- THE REQUEST
Change every "instance" in the material below to "occurrence", leaving everything else unchanged.

- ROWS
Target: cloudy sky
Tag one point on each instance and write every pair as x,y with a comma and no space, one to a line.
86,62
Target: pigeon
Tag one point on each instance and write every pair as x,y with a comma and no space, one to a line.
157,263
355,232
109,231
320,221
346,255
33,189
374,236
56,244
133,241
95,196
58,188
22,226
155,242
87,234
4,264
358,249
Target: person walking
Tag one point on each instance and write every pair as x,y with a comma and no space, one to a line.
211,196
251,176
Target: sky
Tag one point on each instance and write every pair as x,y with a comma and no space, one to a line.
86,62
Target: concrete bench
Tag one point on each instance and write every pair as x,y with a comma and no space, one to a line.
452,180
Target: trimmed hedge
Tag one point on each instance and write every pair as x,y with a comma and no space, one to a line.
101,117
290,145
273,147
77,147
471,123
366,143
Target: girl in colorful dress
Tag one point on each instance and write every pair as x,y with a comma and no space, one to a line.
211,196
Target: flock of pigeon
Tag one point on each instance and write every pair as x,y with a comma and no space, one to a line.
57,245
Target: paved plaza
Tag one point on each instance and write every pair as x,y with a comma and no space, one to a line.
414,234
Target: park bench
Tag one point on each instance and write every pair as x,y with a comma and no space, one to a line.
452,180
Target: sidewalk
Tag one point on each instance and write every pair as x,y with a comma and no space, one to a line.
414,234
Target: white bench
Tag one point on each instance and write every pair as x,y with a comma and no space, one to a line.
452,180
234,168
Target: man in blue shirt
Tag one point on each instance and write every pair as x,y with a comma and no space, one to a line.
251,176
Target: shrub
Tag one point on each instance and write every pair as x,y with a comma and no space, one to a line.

- WRITTEN REPLY
Target: cloudy sky
Tag one point on each occurrence and write every pair as x,y with a comma and no space, one to a line.
86,62
Target: pigeon
Tag one point on each occurrence and write every pair as x,y with a comma and no space, one to a line.
157,263
355,232
109,231
320,221
346,255
33,189
374,236
56,244
133,241
95,196
58,188
22,226
155,242
87,234
4,264
358,249
Target: person walking
Tag one point on each occurrence and write every pair as x,y with a comma and no space, one to a line.
211,196
251,176
Target: sky
Tag one point on each occurrence and write every pair as x,y with a comma and no space, one to a line.
86,62
Target: concrete bench
Tag one point on each occurrence and write every pair as x,y with a comma and no space, one to a line.
452,180
Target: trimmed hedge
Tag one point on each occurrence and write every pair as x,y with a comma and no space, one to a line.
101,117
290,145
273,147
77,147
471,123
366,143
Target: girl in colorful dress
Tag one point on each occurrence and write every pair as x,y with a comma and no space, one to a line.
211,196
Target: flock of pigeon
Tag one point on each occurrence and write every pair as x,y with a comma and no space, one to a line.
57,245
Target: paved plaza
Tag one point on each occurrence and write every pair as x,y with a comma and no space, one to a line.
414,234
Target: park bench
Tag one point on each occurrence and write every pair as x,y with a comma and no space, one to a line.
452,180
Target: sidewalk
Tag one point on each occurrence and write every pair as x,y with a comma and no space, one to a line.
414,234
Target: white bench
Tag one point on each occurrence and write every pair as x,y with a comma and no space, one to a line.
452,180
234,168
Target: man in blue shirt
Tag one point on each occurrence and write every pair as x,y with a comma and no space, one to a line.
251,176
Target: shrub
Tag one point on each occurrence and write every pair as x,y with a comma and no space, one to a line.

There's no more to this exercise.